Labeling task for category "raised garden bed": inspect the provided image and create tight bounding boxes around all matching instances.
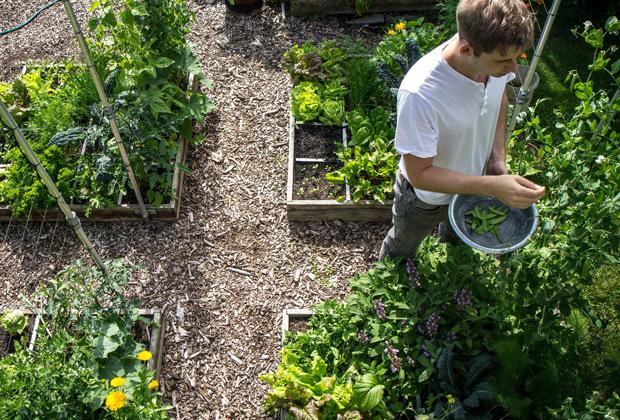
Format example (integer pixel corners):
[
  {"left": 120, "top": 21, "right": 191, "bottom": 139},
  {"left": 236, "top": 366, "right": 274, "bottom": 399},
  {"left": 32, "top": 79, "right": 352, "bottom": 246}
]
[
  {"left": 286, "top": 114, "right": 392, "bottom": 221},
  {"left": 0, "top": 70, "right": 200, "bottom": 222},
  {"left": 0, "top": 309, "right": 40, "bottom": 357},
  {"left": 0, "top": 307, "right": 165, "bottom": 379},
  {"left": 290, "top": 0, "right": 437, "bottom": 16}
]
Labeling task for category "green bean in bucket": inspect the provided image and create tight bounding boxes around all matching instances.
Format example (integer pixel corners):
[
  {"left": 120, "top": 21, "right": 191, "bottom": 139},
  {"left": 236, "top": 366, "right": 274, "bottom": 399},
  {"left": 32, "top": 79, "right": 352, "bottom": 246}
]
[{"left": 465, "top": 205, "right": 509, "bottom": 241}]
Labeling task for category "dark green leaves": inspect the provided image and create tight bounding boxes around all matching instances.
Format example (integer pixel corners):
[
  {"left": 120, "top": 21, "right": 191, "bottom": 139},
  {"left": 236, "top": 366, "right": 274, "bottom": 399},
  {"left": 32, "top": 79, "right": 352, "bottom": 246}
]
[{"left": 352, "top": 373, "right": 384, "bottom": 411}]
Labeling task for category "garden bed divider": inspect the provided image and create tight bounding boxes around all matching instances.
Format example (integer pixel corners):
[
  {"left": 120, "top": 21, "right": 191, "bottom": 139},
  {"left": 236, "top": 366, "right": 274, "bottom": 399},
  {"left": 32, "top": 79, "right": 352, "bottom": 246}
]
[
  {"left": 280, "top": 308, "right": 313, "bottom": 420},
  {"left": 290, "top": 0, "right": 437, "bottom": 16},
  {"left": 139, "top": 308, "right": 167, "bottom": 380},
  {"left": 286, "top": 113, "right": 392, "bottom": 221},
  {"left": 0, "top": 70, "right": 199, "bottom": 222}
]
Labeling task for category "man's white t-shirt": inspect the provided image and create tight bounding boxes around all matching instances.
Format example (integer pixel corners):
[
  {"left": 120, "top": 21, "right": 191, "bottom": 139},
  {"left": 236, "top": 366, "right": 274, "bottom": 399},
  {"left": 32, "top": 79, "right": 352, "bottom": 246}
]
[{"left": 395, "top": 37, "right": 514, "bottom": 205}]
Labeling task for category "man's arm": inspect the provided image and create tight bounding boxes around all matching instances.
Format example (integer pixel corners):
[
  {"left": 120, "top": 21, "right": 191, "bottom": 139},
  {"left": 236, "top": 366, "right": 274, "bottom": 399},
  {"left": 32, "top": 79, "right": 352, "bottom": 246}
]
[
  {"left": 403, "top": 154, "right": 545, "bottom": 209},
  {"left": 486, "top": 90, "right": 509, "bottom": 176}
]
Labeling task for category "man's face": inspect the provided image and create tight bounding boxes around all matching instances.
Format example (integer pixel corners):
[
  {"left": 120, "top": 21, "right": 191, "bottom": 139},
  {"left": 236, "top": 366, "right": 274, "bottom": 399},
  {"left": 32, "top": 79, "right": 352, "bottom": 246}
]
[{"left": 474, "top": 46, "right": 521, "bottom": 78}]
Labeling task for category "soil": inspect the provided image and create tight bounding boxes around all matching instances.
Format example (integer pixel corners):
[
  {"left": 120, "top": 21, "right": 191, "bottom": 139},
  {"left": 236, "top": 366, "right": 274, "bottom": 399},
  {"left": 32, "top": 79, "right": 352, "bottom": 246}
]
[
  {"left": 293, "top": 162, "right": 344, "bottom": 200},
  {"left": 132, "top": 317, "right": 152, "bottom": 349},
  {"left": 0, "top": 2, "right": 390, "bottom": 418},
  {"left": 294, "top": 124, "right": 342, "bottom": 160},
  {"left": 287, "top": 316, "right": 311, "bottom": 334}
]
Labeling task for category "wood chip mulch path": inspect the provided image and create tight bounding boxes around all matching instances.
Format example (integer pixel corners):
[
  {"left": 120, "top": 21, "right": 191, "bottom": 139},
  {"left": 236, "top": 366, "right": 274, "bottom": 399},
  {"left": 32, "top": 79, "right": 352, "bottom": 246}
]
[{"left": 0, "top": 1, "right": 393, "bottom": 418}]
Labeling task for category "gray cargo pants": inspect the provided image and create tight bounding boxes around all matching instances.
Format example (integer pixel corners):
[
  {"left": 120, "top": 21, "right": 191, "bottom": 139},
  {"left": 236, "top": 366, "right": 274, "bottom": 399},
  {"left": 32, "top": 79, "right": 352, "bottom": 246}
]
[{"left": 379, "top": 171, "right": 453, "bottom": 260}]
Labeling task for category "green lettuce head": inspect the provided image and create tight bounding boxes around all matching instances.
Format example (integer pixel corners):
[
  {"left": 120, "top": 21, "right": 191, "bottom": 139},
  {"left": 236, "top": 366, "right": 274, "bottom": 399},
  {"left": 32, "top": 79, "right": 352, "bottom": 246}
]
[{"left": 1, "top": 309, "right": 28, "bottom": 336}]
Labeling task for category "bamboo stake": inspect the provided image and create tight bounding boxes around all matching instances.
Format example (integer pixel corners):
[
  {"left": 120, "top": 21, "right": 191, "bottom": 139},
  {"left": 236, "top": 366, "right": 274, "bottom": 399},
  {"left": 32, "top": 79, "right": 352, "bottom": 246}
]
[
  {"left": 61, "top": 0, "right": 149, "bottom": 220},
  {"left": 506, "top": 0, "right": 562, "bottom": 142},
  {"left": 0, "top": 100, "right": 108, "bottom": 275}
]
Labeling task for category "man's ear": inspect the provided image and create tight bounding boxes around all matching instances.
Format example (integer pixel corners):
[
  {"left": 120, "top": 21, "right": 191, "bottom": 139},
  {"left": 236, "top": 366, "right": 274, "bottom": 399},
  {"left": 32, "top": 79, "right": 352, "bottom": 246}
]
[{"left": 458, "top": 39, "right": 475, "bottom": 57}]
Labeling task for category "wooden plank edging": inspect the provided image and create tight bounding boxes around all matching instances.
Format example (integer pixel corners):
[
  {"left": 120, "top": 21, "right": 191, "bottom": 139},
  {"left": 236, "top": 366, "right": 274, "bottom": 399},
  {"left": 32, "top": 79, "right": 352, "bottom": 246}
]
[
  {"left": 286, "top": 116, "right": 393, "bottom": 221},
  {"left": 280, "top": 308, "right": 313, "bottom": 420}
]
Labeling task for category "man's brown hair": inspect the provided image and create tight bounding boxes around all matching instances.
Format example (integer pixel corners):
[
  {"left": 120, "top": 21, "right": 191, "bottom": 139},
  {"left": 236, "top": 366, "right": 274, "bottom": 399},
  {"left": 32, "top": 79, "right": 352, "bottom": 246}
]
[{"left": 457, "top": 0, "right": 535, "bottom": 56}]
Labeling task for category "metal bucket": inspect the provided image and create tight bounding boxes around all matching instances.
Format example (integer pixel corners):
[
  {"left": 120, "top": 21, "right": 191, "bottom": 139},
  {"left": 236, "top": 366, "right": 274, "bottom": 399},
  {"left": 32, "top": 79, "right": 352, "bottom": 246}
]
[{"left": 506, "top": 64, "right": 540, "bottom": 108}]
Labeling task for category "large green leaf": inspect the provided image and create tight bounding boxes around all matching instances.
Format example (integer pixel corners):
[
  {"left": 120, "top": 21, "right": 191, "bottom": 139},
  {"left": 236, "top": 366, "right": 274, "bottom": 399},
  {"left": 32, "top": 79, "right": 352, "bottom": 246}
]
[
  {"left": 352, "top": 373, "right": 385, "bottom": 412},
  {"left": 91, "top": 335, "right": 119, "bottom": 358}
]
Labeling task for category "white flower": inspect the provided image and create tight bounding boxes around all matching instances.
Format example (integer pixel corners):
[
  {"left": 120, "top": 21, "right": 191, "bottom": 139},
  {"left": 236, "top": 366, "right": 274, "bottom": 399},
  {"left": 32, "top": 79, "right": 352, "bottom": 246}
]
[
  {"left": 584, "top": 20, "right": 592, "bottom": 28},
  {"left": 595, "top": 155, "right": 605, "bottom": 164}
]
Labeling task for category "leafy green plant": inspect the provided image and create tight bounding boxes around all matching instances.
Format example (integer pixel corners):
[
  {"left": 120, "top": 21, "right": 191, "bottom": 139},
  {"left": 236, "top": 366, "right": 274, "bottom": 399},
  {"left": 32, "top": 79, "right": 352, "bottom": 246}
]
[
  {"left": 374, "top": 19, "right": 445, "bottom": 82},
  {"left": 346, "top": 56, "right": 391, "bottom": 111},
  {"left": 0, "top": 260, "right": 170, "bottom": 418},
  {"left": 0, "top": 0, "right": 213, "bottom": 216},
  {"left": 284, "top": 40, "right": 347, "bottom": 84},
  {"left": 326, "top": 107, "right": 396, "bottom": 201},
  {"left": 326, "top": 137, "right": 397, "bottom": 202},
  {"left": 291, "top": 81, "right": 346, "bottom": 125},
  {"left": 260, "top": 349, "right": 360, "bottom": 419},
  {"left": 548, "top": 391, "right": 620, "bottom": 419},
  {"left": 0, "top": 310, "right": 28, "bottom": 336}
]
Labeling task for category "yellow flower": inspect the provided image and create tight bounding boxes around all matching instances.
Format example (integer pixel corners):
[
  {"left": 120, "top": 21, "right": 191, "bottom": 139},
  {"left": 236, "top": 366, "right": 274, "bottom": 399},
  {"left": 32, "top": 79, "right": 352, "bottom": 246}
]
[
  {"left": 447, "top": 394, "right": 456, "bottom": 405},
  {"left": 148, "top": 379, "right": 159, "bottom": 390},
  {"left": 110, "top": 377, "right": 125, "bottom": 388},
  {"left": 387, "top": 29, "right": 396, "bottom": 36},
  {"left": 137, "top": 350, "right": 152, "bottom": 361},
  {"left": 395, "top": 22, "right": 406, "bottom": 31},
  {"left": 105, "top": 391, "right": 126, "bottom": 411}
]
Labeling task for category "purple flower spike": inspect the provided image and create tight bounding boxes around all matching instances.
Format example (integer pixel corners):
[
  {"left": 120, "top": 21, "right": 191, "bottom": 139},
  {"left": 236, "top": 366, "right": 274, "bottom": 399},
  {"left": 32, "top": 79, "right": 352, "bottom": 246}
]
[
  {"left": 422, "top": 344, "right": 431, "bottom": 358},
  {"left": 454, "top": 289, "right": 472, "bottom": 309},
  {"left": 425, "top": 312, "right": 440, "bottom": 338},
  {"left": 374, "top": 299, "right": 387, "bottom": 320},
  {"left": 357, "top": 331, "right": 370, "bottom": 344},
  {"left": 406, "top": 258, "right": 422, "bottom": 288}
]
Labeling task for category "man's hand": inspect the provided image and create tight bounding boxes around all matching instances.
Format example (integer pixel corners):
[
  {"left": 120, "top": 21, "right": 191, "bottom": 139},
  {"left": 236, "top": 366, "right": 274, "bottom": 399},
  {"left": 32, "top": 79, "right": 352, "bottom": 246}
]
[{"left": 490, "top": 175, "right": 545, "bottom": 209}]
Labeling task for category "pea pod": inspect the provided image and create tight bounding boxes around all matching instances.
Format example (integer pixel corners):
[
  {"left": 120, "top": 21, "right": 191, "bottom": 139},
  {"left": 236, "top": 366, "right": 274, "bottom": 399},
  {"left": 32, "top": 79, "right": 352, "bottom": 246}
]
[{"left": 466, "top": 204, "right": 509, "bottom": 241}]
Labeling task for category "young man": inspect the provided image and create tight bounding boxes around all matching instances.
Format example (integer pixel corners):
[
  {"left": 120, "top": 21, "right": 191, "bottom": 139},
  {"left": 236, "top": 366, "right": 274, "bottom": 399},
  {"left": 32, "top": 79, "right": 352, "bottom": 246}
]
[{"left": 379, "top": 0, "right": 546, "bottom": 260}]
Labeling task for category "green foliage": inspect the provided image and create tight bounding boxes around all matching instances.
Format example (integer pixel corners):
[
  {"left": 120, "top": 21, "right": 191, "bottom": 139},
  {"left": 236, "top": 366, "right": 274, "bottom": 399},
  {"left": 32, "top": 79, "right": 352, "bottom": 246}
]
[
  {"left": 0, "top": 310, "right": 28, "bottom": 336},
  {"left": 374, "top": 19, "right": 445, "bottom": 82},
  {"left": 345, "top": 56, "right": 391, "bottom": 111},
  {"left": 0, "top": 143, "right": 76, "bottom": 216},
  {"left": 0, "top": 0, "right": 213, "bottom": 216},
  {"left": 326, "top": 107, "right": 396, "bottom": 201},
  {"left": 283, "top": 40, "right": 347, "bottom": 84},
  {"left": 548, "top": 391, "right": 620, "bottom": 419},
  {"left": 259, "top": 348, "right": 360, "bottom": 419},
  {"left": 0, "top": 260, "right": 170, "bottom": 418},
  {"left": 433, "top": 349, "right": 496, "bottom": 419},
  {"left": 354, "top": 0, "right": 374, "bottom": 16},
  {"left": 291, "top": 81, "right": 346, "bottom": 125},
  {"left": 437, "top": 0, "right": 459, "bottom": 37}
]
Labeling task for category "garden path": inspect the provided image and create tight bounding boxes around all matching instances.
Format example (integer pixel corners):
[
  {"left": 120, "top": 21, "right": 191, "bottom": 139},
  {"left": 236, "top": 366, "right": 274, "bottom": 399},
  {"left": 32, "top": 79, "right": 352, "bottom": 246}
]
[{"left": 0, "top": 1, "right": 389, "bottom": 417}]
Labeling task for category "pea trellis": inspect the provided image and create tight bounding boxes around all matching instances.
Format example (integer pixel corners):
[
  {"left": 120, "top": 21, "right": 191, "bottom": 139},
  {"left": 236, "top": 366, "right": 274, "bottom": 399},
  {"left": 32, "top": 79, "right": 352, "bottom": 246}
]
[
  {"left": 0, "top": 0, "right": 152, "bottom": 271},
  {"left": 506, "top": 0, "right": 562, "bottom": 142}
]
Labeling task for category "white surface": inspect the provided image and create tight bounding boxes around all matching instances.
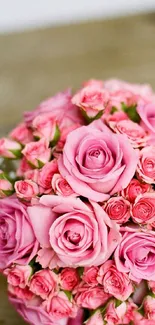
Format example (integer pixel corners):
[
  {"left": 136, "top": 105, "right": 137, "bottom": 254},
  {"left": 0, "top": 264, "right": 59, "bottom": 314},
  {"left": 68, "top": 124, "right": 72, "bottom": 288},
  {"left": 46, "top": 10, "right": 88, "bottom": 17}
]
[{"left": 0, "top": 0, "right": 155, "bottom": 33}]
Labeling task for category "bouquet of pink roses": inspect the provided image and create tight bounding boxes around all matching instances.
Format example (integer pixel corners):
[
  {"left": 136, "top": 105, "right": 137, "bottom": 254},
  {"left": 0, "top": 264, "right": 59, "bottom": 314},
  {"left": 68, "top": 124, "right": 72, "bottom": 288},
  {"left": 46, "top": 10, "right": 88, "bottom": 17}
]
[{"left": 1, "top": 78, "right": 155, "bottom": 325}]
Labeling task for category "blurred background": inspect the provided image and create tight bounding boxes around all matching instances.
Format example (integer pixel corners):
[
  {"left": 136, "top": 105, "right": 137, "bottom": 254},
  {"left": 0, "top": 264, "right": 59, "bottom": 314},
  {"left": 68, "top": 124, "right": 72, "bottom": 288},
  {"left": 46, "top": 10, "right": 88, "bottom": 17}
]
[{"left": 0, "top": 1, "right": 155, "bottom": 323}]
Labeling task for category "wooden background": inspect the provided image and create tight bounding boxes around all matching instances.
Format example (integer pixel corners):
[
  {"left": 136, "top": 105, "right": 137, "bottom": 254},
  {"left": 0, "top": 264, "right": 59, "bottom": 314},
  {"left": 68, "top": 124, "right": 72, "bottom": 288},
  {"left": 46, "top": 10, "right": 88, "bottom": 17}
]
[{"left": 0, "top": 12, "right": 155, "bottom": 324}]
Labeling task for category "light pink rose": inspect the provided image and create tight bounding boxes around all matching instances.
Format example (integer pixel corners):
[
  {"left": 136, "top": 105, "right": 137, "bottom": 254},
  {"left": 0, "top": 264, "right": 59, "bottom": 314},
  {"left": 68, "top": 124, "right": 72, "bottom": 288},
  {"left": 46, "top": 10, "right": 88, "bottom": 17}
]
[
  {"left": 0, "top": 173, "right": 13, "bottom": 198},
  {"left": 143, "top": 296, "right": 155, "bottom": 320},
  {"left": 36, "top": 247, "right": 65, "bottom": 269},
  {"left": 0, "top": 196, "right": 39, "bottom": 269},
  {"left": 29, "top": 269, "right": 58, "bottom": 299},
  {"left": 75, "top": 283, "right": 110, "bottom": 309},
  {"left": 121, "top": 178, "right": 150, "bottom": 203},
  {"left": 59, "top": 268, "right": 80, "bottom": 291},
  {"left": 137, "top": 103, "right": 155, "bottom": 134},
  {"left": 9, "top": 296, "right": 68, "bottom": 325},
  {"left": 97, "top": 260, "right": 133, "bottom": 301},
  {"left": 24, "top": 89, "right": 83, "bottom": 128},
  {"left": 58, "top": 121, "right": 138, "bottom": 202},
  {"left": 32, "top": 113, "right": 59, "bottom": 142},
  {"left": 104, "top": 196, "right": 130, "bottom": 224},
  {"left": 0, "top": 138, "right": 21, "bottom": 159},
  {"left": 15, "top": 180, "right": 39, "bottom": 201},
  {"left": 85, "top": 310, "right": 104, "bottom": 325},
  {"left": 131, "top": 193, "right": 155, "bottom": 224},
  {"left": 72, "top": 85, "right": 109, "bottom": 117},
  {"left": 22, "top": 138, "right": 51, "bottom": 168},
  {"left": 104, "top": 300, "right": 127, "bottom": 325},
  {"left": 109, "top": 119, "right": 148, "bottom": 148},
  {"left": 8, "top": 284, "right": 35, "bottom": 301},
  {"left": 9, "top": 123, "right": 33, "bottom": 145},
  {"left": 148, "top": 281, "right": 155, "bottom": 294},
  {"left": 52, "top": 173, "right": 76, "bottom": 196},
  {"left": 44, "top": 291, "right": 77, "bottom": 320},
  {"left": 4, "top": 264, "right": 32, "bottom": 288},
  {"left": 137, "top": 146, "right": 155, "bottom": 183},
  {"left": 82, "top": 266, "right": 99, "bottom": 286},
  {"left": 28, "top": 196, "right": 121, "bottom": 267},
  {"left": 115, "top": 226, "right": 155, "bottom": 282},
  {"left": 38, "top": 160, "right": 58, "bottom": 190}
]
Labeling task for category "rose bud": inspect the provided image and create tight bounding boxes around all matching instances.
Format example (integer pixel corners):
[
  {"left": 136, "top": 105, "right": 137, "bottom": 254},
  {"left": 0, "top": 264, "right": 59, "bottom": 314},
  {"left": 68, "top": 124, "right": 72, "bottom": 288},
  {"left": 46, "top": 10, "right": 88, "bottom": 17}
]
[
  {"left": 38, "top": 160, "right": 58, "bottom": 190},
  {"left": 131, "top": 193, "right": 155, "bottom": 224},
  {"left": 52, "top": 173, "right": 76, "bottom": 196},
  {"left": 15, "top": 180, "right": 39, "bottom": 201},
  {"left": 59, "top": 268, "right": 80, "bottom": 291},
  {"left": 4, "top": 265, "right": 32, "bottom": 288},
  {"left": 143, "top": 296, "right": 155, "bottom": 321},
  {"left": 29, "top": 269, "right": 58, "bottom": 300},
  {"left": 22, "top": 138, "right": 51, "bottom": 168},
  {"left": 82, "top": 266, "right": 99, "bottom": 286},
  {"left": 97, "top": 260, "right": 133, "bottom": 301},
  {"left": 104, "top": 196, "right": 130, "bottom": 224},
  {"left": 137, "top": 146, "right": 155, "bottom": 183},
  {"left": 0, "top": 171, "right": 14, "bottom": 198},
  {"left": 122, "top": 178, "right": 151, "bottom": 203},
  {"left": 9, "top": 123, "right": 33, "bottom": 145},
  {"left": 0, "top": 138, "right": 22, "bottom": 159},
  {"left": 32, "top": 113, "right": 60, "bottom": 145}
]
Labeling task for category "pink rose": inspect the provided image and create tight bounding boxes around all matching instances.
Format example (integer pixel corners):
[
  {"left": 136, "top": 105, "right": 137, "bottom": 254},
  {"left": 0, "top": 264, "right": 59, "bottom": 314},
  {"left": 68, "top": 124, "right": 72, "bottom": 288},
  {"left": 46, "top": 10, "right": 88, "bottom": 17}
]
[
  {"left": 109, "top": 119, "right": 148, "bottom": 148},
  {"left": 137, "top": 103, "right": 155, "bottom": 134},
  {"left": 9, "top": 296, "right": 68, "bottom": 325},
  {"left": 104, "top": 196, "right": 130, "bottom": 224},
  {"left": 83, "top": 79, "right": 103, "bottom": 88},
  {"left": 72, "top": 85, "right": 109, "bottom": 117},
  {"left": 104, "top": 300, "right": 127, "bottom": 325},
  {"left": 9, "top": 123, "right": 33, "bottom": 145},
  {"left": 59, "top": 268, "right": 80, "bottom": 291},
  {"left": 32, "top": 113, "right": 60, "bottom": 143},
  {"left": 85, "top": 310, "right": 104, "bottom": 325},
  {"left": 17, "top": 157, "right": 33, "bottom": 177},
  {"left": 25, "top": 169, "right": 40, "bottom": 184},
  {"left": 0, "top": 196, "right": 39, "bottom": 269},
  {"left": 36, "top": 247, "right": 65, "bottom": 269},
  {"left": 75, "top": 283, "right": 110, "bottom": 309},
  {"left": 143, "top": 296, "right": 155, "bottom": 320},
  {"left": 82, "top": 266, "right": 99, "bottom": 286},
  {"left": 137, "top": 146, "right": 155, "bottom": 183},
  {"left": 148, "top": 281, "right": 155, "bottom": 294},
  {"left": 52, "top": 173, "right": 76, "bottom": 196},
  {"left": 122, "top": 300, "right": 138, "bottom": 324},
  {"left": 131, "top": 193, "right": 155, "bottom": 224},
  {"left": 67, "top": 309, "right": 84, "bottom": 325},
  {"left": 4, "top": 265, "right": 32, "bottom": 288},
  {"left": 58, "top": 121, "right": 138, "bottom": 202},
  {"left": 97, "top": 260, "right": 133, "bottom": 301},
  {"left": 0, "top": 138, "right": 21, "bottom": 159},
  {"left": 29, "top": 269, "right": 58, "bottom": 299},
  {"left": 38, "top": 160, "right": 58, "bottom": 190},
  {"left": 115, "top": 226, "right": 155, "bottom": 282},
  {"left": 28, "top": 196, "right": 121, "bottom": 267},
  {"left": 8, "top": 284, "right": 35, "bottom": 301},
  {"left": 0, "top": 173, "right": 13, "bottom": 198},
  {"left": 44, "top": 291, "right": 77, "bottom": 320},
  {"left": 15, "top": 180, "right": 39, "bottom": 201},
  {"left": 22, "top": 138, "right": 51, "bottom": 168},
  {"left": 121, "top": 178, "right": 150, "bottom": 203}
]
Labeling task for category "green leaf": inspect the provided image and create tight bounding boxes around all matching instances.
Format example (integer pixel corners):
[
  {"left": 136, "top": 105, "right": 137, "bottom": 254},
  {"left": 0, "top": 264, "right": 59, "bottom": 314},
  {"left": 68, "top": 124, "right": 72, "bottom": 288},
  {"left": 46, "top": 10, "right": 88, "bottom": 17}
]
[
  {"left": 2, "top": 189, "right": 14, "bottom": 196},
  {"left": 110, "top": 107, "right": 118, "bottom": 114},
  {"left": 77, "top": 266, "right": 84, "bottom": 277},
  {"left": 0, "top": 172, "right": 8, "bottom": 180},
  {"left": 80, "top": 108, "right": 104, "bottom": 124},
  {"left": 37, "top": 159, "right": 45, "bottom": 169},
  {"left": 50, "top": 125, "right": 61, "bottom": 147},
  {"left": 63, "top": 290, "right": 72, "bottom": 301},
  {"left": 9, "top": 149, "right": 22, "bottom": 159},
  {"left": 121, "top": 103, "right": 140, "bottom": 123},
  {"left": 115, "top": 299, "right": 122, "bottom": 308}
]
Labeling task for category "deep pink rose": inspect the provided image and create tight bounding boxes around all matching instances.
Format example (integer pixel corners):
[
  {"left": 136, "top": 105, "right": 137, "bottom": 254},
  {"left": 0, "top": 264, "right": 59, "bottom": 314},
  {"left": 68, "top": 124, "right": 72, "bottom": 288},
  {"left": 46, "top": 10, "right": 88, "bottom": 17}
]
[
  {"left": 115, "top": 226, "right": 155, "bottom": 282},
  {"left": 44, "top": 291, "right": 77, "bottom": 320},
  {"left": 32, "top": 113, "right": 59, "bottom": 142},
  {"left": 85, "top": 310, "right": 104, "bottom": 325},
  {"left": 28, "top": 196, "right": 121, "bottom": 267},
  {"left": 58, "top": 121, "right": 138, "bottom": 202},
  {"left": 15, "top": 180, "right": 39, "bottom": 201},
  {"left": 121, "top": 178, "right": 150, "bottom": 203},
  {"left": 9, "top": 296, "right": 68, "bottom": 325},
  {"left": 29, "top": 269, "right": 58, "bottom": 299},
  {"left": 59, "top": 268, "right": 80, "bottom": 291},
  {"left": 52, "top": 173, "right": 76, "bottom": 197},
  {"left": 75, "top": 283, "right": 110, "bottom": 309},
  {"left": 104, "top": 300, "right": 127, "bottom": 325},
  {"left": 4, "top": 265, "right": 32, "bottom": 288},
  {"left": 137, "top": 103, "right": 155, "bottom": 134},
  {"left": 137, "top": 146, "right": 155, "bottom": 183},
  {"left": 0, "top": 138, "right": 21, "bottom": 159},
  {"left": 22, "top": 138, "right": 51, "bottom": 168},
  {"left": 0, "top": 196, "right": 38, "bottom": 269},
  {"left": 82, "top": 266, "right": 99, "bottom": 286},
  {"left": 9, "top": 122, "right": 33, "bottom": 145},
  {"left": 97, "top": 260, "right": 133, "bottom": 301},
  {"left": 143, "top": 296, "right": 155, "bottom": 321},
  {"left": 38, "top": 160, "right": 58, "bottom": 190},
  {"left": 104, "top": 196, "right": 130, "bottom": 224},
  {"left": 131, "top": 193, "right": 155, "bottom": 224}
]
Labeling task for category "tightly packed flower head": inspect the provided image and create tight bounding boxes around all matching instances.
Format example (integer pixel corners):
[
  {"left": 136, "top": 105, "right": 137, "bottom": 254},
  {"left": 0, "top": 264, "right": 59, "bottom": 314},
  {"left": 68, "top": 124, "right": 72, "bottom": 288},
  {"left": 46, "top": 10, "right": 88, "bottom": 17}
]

*TASK ITEM*
If the string "head" appears in a line of the entries, report the line.

*SOLUTION TO THIS TASK*
Labeling task for category "green lettuce head": inspect the provided image and create tight bounding boxes around all matching instances.
Labeling task for category "tightly packed flower head": inspect the provided image and create tight bounding boxes around all matching instances.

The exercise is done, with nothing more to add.